> TASKS FOR THIS EXERCISE:
A. List every variable name in the notebook code that begins with "PATH_TO_".
B. Proceed with the notebook code on loading the lymphoma data splits, starting after its last line.

In [3]:
import numpy as np
import os
import pandas as pd
import pprint
from sklearn.preprocessing import StandardScaler
import sys

sys.path.insert(0, os.path.join(os.getcwd(), "../"))

from model_utils import *

## Get Label Distributions

In [4]:
PATH_TO_DATA_SPLITS = "/deep/group/aihc-bootcamp-fall2021/lymphoma/processed/data_splits"
PATH_TO_CELLPROFILER_SPLITS_OUTPUT = os.path.join(PATH_TO_DATA_SPLITS, "custom_splits/cellprofiler/stardist_patch_num=4")

PATH_TO_TRAIN = os.path.join(PATH_TO_CELLPROFILER_SPLITS_OUTPUT, "train.csv")
PATH_TO_VAL = os.path.join(PATH_TO_CELLPROFILER_SPLITS_OUTPUT, "val.csv")
PATH_TO_TEST = os.path.join(PATH_TO_CELLPROFILER_SPLITS_OUTPUT, "test.csv")

In [None]:
train_features_df = pd.read_csv(PATH_TO_TRAIN)
train_features_df["patient_id"] = train_features_df["Image"].apply(lambda im : im.split("-")[0])

print(train_features_df.shape)
train_features_df["label"].value_counts()

In [None]:
val_features_df = pd.read_csv(PATH_TO_VAL)
val_features_df["patient_id"] = val_features_df["Image"].apply(lambda im : im.split("-")[0])

print(val_features_df.shape)
val_features_df["label"].value_counts()

In [None]:
test_features_df = pd.read_csv(PATH_TO_TEST)
test_features_df["patient_id"] = test_features_df["Image"].apply(lambda im : im.split("-")[0])

print(test_features_df.shape)
test_features_df["label"].value_counts()

In [8]:
columns = list(train_features_df.columns)
# Update this list based on the specific features.

> DATASET ENTRIES:
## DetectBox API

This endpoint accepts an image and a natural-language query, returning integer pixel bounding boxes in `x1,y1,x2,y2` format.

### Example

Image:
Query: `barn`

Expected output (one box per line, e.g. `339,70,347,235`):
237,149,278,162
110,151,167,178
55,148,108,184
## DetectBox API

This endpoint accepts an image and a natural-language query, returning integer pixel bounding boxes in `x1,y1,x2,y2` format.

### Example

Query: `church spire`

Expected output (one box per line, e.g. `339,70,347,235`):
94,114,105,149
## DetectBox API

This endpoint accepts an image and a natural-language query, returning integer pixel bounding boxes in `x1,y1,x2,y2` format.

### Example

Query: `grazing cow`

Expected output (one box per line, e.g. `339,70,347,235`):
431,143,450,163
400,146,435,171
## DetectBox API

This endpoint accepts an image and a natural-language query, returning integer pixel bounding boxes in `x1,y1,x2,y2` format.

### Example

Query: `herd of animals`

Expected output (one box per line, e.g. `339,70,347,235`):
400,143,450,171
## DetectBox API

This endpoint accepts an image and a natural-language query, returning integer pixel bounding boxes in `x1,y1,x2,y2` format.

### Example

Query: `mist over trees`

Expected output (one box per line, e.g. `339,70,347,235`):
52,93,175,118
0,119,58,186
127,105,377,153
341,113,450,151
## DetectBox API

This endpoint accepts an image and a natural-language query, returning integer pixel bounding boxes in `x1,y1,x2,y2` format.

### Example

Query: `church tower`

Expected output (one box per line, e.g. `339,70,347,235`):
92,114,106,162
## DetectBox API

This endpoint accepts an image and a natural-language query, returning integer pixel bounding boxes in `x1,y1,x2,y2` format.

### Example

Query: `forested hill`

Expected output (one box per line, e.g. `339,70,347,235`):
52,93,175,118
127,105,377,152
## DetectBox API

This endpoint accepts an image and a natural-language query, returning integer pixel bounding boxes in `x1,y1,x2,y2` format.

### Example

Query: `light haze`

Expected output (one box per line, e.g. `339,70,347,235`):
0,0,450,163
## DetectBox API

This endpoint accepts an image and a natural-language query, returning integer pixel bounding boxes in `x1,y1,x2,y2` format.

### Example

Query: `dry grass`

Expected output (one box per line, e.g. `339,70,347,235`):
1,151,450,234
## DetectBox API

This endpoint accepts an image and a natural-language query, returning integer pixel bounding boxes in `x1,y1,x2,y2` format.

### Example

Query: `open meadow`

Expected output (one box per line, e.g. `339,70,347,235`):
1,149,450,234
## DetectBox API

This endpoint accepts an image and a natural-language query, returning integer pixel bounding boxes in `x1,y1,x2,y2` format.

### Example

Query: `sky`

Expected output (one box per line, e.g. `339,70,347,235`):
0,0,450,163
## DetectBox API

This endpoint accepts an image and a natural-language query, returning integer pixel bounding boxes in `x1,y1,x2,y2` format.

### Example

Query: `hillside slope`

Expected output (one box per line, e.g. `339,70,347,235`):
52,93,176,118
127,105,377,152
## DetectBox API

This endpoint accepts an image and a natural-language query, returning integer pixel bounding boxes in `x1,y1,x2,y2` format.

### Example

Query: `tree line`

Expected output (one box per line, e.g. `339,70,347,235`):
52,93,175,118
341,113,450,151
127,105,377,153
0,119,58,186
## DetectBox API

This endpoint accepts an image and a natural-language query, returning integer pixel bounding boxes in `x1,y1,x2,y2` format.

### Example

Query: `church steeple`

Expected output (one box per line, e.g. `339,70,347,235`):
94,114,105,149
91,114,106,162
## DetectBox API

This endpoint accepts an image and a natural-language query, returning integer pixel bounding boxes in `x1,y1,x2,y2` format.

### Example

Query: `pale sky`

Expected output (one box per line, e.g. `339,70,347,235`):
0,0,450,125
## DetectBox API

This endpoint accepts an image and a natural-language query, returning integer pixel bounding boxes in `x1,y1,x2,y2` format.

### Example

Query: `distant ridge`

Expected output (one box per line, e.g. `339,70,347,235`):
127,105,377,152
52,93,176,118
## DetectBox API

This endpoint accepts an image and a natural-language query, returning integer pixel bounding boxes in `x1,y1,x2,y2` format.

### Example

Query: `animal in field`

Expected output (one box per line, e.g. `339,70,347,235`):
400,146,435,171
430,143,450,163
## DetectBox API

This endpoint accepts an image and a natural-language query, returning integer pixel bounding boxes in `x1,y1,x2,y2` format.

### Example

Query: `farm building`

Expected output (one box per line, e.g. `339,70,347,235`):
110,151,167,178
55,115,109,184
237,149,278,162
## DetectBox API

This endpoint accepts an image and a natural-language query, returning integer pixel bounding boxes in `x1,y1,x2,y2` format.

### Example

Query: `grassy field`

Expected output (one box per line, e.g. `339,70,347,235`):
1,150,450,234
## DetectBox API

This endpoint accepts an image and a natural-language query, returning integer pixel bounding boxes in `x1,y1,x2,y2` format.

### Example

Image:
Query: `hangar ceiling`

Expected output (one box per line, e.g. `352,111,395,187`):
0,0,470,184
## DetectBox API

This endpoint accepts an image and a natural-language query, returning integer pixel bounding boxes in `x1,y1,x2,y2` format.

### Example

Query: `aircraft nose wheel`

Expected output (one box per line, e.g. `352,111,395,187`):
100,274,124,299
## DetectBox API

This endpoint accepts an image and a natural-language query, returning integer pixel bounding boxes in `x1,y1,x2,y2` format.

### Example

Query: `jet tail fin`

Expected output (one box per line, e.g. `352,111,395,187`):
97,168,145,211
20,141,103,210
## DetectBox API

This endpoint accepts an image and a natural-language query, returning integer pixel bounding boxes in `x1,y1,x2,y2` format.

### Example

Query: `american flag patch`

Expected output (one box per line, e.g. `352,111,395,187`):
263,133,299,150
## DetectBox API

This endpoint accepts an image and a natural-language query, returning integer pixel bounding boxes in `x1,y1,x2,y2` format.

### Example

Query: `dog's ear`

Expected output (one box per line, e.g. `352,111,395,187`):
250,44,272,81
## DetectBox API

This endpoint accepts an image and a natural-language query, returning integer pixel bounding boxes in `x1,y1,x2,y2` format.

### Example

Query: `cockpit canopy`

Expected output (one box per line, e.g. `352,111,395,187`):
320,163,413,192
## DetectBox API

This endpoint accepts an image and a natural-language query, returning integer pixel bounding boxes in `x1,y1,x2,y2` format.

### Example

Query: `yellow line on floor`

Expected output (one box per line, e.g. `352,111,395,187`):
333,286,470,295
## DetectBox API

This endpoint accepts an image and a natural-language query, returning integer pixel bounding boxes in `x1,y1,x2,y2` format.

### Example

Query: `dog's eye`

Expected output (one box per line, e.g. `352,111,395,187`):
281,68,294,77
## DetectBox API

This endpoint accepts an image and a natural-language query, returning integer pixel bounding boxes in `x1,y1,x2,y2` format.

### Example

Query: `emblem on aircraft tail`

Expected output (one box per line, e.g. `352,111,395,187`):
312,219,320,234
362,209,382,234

> ANSWERS:
A. PATH_TO_DATA_SPLITS, PATH_TO_CELLPROFILER_SPLITS_OUTPUT, PATH_TO_TRAIN, PATH_TO_VAL, PATH_TO_TEST

B.
columns_to_remove = ["Image", "patient_id", "tma_id", "label", "split", "NormalizedMoment", "count",
                     "Unnamed", "nucleiObjectNumber", "cytoplasmObjectNumber"]
for column_name in columns_to_remove:
    columns = list(filter(lambda col: not(column_name in col), columns))
all_features = columns

## Get Features of Type

In [None]:
feature_types = set(list(map(lambda s : s.split("_")[0], all_features)))
feature_types

In [None]:
def get_features_of_type(all_features, feature_type):
    return list(filter(lambda s : s.split("_")[0] == feature_type, all_features))

features_of_type = get_features_of_type(all_features, "nucleiLocation")
features_of_type

In [11]:
def get_area_shape_features(feature_type):
    assert(feature_type == "nucleiAreaShape" or feature_type == "cytoplasmAreaShape")
    all_area_shape_features = get_features_of_type(all_features, feature_type)
    # These are spatial features, so we don't include them for Section 1.1 experiments.
    to_remove = ["BoundingBoxMaximum", "BoundingBoxMinimum", "Center", "CentralMoment", "SpatialMoment"]
    area_shape_features = []
    for feature in all_area_shape_features:
        if feature.split("_")[1] not in to_remove:
            area_shape_features.append(feature)
    return area_shape_features

def get_location_features(feature_type):
    assert(feature_type == "nucleiLocation" or feature_type == "cytoplasmLocation")
    all_location_features = get_features_of_type(all_features, feature_type)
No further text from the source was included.